[Enunciado del problema A]
Enumere las ciudades que el fragmento seleccionado menciona entre paréntesis como las primeras ciudades emergentes.

▬▬▬▬▬▬

Construida con una prosa nítida y elegante, alejada de tecnicismos, esta antología de la arquitectura europea que inicia su itinerario en la Atenas clásica de la Acrópolis, el Partenón y los templos con relieves escultóricos, recorre las primeras ciudades emergentes (Atenas, Alejandría, Mileto, Pérgamo); la helenización de la arquitectura romana y la decisiva transformación que produjeron el arco y la bóveda de cañón que los romanos conocieron en Asia Menor y Babilonia (“la bóveda de arista y la arquería constituyen históricamente unos hallazgos de enorme trascendencia para la arquitectura europea”); los grandes edificios públicos, como el asombroso Panteón o el imponente Coliseo; la primera arquitectura del cristianismo, que transformó las antiguas basílicas de uso civil en suntuosos edificios de carácter religioso desde Constantino; la arquitectura bizantina del Imperio romano de Oriente y Santa Sofía de Constantinopla; el largo proceso de aprendizaje de la arquitectura por parte de los bárbaros que culminó con Carlomagno y la Capilla Palatina de Aquisgrán; la primera arquitectura medieval de los monasterios y las primeras catedrales de cruz latina; el arco apuntado y la revolución de la bóveda de crucería que dio lugar al gótico, iniciado en la abadía de Saint Denis y culminante en la Europa de las catedrales.
La parte central del volumen dedica once capítulos por su trascendencia al Renacimiento y el Barroco: la renovación de Roma con la cúpula de Brunelleschi en Florencia; el primer libro de arquitectura de Leon Battista Alberti y el templete de Bramante en San Pietro In Montorio; la construcción de la basílica de San Pedro -“Colocaré el Panteón sobre la basílica de Constantino”, había anunciado Bramante, que diseñó la iglesia aunque no pudo terminarla-; la irrupción potente y renovadora de Miguel Ángel, que “dio un rumbo irreversible a la arquitectura renacentista” ya en Florencia con el diseño de la Biblioteca Laurenciana antes de remodelar en Roma el Campidoglio y de imprimir en San Pedro del Vaticano “una huella personal y definitiva”; el Barroco o la nueva arquitectura de la Iglesia católica romana, entre Bernini, que trabajó casi sesenta años para dejar su presencia imborrable en el paisaje urbano de Roma, y Borromini, la otra cara del Barroco romano, su lado oscuro y ensimismado; el Barroco francés en el siglo de Luis XIV y el esplendor del Louvre y Versalles o el Barroco anglicano en la cúpula de la catedral de San Pablo en Londres.
Con el Essai sur l’Architecture (1753) el abad Laugier se sumaba a “una ofensiva intelectual francesa de mayor alcance que iba a cambiar la historia de Europa.” Una ofensiva de la que formaban parte de los enciclopedistas del Siglo de las Luces. El Essai formulaba una propuesta racionalista frente al Barroco que acabaría tomando forma en el Neoclasicismo y en la recuperación de los modelos arquitectónicos griegos. Sustentado en las teorías de Winkelmann y en la reivindicación de la arquitectura romana por parte de Piranesi, ese fue el estilo arquitectónico que se impuso en Europa a lo largo del siglo XVIII, con el apoyo intelectual de Goethe, que compaginó la defensa de la arquitectura neogriega con la revindicación del Gótico como estilo nacional que expresaba el alma alemana. Eslabón entre la Ilustración y el Romanticismo, Goethe propició que este último movimiento volviera la mirada a la arquitectura gótica en un contexto general de reivindicación de lo medieval también en la literatura y el arte.

▬▬▬▬▬▬

[Enunciado del problema B]
Reúna todas las filas que contengan la cadena "format" y cópielas sin modificación alguna.

▬▬▬▬▬▬

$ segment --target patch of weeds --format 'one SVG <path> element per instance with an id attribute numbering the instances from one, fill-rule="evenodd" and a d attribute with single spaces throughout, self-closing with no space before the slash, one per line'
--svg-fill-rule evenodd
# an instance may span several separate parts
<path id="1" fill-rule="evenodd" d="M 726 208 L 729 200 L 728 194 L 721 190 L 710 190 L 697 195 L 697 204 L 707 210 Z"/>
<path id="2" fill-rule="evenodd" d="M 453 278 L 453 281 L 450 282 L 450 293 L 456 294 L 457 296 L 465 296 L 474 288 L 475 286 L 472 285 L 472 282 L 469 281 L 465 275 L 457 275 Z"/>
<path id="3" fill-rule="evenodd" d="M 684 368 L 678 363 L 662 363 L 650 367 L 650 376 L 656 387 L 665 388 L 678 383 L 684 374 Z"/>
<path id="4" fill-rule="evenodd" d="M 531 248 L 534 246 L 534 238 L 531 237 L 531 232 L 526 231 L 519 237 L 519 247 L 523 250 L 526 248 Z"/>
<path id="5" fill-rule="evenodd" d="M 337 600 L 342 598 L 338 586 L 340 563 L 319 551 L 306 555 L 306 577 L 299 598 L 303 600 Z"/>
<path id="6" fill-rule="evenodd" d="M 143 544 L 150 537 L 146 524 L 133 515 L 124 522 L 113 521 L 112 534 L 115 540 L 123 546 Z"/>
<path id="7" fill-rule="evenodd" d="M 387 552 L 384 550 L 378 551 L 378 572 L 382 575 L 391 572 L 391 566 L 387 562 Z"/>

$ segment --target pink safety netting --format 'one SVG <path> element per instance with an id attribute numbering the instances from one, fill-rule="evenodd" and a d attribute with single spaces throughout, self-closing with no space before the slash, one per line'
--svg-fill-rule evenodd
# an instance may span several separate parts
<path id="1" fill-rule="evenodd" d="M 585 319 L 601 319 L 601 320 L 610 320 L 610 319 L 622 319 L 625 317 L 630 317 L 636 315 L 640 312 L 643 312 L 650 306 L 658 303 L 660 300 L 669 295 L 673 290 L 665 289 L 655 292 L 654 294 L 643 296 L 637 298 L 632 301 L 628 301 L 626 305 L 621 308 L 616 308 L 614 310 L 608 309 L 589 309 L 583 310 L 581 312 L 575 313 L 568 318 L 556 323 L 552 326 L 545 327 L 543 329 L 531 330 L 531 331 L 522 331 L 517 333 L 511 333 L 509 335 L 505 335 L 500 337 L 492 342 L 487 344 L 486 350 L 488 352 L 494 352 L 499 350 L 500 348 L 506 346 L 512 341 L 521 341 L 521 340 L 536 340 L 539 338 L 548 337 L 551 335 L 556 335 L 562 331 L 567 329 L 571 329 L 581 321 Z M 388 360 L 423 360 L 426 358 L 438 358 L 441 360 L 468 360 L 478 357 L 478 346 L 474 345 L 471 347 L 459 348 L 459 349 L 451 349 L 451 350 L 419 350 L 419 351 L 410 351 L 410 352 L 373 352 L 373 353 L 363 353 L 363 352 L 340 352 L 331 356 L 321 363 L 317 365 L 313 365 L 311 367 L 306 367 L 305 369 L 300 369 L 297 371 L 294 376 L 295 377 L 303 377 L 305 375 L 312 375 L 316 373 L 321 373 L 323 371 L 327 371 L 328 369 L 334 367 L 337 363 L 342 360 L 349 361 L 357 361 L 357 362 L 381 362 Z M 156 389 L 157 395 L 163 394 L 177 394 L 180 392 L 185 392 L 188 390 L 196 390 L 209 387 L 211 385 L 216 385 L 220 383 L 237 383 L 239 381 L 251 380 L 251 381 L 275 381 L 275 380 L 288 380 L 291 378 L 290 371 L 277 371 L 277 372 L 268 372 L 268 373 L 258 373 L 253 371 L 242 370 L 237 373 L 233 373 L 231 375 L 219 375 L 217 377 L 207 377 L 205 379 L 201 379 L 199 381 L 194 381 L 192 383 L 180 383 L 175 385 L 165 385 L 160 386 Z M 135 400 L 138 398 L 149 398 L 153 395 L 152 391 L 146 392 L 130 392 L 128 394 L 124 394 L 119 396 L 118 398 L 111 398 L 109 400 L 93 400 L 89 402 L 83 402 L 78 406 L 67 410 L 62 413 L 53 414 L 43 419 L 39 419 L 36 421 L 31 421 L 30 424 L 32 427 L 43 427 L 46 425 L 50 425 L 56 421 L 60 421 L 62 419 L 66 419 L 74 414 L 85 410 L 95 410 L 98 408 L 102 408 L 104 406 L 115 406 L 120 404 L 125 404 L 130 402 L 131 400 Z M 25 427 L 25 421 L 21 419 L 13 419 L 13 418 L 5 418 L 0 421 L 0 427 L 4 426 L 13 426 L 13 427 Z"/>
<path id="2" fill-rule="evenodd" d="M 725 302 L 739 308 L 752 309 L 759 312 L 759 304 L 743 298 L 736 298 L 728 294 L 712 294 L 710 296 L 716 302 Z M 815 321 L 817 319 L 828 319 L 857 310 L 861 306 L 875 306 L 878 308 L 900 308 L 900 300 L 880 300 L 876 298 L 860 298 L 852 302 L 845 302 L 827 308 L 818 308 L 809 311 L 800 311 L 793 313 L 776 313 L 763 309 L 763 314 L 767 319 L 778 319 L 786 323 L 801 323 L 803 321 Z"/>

▬▬▬▬▬▬

[Solución del ejercicio A]
Atenas, Alejandría, Mileto y Pérgamo.

[Solución del ejercicio B]
$ segment --target patch of weeds --format 'one SVG <path> element per instance with an id attribute numbering the instances from one, fill-rule="evenodd" and a d attribute with single spaces throughout, self-closing with no space before the slash, one per line'
$ segment --target pink safety netting --format 'one SVG <path> element per instance with an id attribute numbering the instances from one, fill-rule="evenodd" and a d attribute with single spaces throughout, self-closing with no space before the slash, one per line'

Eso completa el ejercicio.